§ Obiettivo
Raccogli, per favore, tutte le righe qui sotto in cui compare la parola "hair", copiandole per intero.

——————

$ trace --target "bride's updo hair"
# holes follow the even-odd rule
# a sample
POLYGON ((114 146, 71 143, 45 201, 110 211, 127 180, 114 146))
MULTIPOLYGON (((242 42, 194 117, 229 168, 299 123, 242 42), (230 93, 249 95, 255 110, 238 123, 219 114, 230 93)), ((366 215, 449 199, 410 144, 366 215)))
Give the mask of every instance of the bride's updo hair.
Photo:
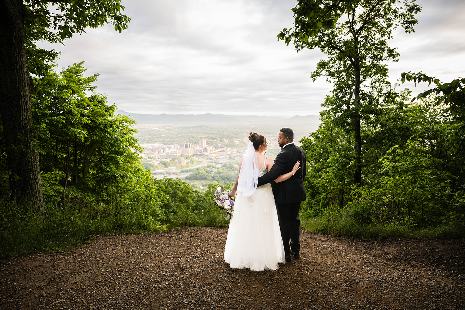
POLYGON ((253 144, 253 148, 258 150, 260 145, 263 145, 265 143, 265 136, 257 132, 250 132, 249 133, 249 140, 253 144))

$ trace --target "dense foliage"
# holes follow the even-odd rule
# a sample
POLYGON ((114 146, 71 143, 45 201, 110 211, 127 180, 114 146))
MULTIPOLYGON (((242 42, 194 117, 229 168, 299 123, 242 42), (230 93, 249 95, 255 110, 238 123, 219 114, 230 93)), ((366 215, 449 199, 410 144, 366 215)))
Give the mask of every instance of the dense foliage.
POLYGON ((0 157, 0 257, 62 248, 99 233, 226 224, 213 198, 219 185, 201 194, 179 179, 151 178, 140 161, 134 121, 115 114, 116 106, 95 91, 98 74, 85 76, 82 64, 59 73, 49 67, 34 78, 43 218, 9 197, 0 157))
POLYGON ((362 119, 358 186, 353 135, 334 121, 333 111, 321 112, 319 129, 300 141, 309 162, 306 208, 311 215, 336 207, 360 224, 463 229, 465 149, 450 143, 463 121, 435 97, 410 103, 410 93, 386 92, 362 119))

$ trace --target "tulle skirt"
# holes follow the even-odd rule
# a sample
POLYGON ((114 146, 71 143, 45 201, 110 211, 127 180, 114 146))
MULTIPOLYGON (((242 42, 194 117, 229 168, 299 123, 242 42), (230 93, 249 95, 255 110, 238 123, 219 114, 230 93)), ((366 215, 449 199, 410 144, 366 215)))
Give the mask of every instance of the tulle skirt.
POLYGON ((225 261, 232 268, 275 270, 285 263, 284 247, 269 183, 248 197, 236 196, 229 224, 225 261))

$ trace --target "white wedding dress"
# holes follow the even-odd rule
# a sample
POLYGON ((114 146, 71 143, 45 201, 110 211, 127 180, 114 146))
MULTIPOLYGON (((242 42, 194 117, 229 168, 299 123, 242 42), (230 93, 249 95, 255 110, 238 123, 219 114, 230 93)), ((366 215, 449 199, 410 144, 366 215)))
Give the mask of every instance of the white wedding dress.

——————

§ Risposta
$ trace --target "bride's updo hair"
Give the mask of every instance of the bride's updo hair.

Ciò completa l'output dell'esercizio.